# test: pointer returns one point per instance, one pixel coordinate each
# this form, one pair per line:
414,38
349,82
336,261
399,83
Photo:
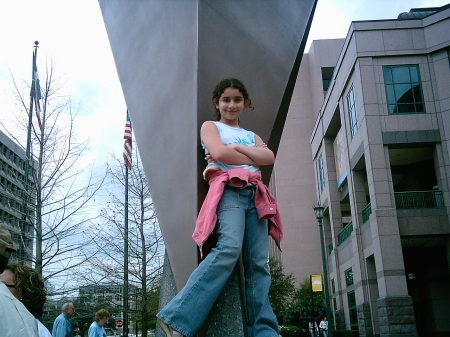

=======

_Task goal_
Please print the material exactly as given above, omitting the pictures.

_Result of the exercise_
# test: pointer returns one point per instance, one pixel coordinate each
# this form, one pair per line:
414,38
349,82
336,261
399,83
Photo:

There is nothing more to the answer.